→ **INSTRUÇÕES DO EXERCÍCIO**
**1)** No texto sobre o controle judicial das sanções disciplinares, reescreva tudo o que vai de "A proposta de" até "mérito administrativo[11] .", trocando "sanções disciplinares" por "penalidades disciplinares".
**2)** Quais números de nota de referência, entre colchetes, aparecem no texto sobre o controle judicial das sanções disciplinares? Liste todos.

→ **TEXTO DA PÁGINA**
>>>
A proposta de alteração da emenda constitucional 358/2005, traz também construção jurisprudencial e doutrinária no sentido de que as sanções disciplinares constituem atos administrativos discricionários, e estão sujeitos ao controle jurisdicional quanto à análise da legalidade[10].
Via de regra, o Judiciário não pode se pronunciar a respeito da conveniência e oportunidade dos atos praticados pela autoridade competente no exercício do poder disciplinar, insto é, em relação ao mérito administrativo[11] .
Esse saber vem sendo flexibilizado pela doutrina e jurisprudência, possibilitando ao Judiciário adentrar no mérito administrativo, através da análise da razoabilidade e proporcionalidade dos atos administrativos, instrumento eficaz de controle dos atos do Poder Público[12] .
<<<
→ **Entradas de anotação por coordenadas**
>>>
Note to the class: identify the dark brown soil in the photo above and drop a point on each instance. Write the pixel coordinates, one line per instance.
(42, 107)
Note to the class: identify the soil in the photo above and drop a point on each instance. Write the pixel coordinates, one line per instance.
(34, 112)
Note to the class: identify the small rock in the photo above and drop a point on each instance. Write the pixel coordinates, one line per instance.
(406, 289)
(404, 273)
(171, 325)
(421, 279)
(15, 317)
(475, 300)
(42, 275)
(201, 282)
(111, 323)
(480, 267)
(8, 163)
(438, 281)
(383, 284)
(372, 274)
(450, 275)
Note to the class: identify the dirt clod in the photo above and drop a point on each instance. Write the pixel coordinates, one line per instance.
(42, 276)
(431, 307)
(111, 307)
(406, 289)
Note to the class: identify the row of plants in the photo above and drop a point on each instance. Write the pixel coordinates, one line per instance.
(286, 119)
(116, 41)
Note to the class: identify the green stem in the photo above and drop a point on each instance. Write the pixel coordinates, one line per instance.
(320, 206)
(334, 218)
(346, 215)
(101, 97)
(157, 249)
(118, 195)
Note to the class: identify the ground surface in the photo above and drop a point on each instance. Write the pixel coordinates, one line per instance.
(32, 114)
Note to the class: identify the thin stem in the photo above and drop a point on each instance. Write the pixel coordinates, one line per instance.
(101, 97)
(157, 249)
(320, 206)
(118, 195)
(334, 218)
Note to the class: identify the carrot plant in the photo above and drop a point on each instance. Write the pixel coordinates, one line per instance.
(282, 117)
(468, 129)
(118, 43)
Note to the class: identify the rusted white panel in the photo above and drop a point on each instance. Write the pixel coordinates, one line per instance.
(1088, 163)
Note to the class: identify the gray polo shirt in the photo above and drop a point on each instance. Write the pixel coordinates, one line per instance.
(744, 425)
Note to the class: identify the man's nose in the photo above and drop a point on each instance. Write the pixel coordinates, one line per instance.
<<<
→ **RESPOSTAS EM ORDEM**
**1)**
A proposta de alteração da emenda constitucional 358/2005, traz também construção jurisprudencial e doutrinária no sentido de que as penalidades disciplinares constituem atos administrativos discricionários, e estão sujeitos ao controle jurisdicional quanto à análise da legalidade[10].
Via de regra, o Judiciário não pode se pronunciar a respeito da conveniência e oportunidade dos atos praticados pela autoridade competente no exercício do poder disciplinar, insto é, em relação ao mérito administrativo[11] .

**2)** 10, 11, 12